**WHAT TO WORK ON**
Can you edit the items below so that each "soccer player" reads "footballer" and everything else stays the same?
## begin INPUT MATERIAL
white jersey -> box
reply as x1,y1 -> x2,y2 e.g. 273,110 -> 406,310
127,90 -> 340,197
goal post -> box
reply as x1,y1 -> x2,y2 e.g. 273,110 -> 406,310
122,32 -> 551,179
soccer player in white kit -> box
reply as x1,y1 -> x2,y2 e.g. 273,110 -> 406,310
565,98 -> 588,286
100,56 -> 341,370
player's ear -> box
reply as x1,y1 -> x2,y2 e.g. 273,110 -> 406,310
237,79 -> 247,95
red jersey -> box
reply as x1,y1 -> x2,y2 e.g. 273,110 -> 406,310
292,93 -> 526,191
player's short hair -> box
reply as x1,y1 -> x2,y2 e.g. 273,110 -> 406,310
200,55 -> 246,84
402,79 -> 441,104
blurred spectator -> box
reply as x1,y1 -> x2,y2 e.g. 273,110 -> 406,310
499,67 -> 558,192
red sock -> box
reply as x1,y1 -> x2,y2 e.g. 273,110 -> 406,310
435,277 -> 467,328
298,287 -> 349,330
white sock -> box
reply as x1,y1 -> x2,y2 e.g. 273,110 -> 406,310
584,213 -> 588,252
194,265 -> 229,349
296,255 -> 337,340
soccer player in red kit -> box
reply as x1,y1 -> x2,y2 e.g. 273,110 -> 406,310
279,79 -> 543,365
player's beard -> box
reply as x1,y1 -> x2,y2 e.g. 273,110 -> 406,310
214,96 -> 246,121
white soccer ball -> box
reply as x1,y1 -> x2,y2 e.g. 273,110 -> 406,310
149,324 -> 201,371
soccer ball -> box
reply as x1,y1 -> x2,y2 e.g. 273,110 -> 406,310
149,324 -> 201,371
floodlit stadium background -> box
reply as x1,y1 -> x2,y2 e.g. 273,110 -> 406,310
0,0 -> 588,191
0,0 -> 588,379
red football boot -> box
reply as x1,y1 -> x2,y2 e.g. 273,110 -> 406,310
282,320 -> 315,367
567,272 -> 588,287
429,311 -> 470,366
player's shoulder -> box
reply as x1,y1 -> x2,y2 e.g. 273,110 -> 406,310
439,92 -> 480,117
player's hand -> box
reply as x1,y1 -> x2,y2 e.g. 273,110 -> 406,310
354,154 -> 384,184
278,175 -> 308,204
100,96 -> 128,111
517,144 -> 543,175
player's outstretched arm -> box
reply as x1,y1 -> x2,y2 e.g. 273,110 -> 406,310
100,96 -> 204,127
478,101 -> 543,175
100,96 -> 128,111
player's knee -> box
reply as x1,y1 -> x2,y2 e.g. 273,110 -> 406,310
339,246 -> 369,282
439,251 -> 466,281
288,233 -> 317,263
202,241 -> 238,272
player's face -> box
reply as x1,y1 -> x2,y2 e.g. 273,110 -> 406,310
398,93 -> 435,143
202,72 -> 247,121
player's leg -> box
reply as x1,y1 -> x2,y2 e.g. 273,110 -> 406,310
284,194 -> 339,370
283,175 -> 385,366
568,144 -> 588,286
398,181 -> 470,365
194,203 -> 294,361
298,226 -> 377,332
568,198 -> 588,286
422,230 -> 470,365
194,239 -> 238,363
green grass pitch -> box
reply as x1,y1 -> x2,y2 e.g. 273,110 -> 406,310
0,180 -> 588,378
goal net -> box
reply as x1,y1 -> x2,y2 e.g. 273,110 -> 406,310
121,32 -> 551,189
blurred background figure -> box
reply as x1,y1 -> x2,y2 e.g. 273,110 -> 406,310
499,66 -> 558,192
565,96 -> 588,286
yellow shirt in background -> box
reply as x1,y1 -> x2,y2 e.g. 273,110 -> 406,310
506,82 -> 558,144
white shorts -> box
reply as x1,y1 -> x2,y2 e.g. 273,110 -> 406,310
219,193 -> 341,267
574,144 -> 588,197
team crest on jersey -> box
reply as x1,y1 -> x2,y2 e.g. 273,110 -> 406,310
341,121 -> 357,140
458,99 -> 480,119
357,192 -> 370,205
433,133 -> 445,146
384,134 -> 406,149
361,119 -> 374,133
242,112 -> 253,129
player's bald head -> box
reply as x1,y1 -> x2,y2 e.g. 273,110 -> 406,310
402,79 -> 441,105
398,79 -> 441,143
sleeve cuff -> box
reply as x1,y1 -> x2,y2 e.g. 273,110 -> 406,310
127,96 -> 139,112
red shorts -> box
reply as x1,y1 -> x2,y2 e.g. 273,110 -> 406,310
## end INPUT MATERIAL
**FINISHED EXERCISE**
white jersey -> box
reply as x1,y1 -> x2,y2 e.g. 273,110 -> 406,310
127,90 -> 340,197
goal post -> box
reply as x1,y1 -> x2,y2 e.g. 273,110 -> 406,310
122,32 -> 551,179
footballer in white kit -> box
reply as x1,y1 -> x2,y2 e.g. 273,110 -> 406,310
565,98 -> 588,286
100,56 -> 341,370
player's ear -> box
reply as x1,y1 -> x2,y2 e.g. 273,110 -> 406,310
237,79 -> 247,95
red jersey -> box
reply as x1,y1 -> x2,y2 e.g. 273,110 -> 406,310
292,93 -> 526,191
player's short hair -> box
reply as x1,y1 -> x2,y2 e.g. 273,110 -> 406,310
200,55 -> 246,84
402,79 -> 441,104
blurred spectator -> box
reply as x1,y1 -> x2,y2 e.g. 273,110 -> 406,310
499,67 -> 558,192
red sock -> box
reply as x1,y1 -> x2,y2 e.g. 273,110 -> 406,310
435,277 -> 467,328
298,287 -> 349,330
white sock -> box
reply as x1,y1 -> x2,y2 e.g. 273,110 -> 406,310
584,213 -> 588,252
194,265 -> 229,349
296,255 -> 337,340
footballer in red kit -> box
reply as x1,y1 -> x2,y2 e.g. 273,110 -> 406,310
279,79 -> 543,365
player's beard -> box
reply as x1,y1 -> x2,y2 e.g. 273,110 -> 406,310
214,96 -> 246,121
white soccer ball -> box
reply as x1,y1 -> x2,y2 e.g. 273,110 -> 406,310
149,324 -> 201,371
soccer ball -> box
reply as x1,y1 -> x2,y2 e.g. 273,110 -> 406,310
149,324 -> 201,371
floodlit stadium background -> box
reply as x1,y1 -> x2,y2 e.g. 273,110 -> 406,310
0,0 -> 588,191
0,0 -> 588,379
red football boot -> box
reply as x1,y1 -> x2,y2 e.g. 273,110 -> 406,310
282,320 -> 315,367
567,272 -> 588,287
429,311 -> 470,366
player's shoulder -> box
reply as x1,y1 -> x2,y2 e.g. 273,110 -> 406,310
439,92 -> 480,117
player's hand -> box
reply as x1,y1 -> x2,y2 e.g. 273,110 -> 406,310
354,154 -> 384,184
278,175 -> 308,204
100,96 -> 128,111
517,144 -> 543,175
player's outstretched arm -> box
reply as x1,y1 -> x2,y2 e.g. 273,110 -> 406,310
100,96 -> 204,127
478,101 -> 543,175
100,96 -> 128,111
player's knee -> box
reply as x1,y1 -> x2,y2 e.g. 273,110 -> 406,310
339,246 -> 369,282
439,251 -> 466,281
288,233 -> 317,263
202,241 -> 238,272
player's face -> box
reply as x1,y1 -> x2,y2 e.g. 273,110 -> 406,310
398,93 -> 435,143
202,72 -> 247,121
player's leg -> box
reply as x1,y1 -> x2,y2 e.g. 273,110 -> 406,310
284,194 -> 339,370
283,175 -> 385,366
568,144 -> 588,286
398,181 -> 470,365
194,203 -> 294,361
298,226 -> 377,332
568,198 -> 588,286
422,230 -> 470,365
194,239 -> 238,363
green grass pitch -> box
reply as x1,y1 -> x2,y2 e.g. 273,110 -> 406,310
0,180 -> 588,378
goal net -> box
reply as x1,y1 -> x2,y2 e.g. 273,110 -> 406,310
121,32 -> 551,189
blurred background figure -> box
reply as x1,y1 -> x2,y2 e.g. 273,110 -> 406,310
499,66 -> 558,192
565,96 -> 588,286
yellow shirt in background -> box
reply as x1,y1 -> x2,y2 e.g. 273,110 -> 406,310
506,82 -> 558,144
white shorts -> box
reply as x1,y1 -> x2,y2 e.g. 273,110 -> 406,310
219,193 -> 341,267
574,144 -> 588,197
team crest on jersey -> box
reply as x1,y1 -> x2,y2 e.g. 273,110 -> 406,310
341,121 -> 357,140
458,99 -> 480,119
357,192 -> 370,205
433,133 -> 445,146
384,134 -> 406,149
361,119 -> 374,133
242,112 -> 253,129
player's bald head -> box
reply as x1,y1 -> x2,y2 e.g. 273,110 -> 406,310
402,79 -> 441,105
398,79 -> 441,143
sleeve cuff -> box
reply as x1,y1 -> x2,y2 e.g. 273,110 -> 406,310
127,96 -> 139,112
red shorts -> box
reply as x1,y1 -> x2,y2 e.g. 273,110 -> 406,310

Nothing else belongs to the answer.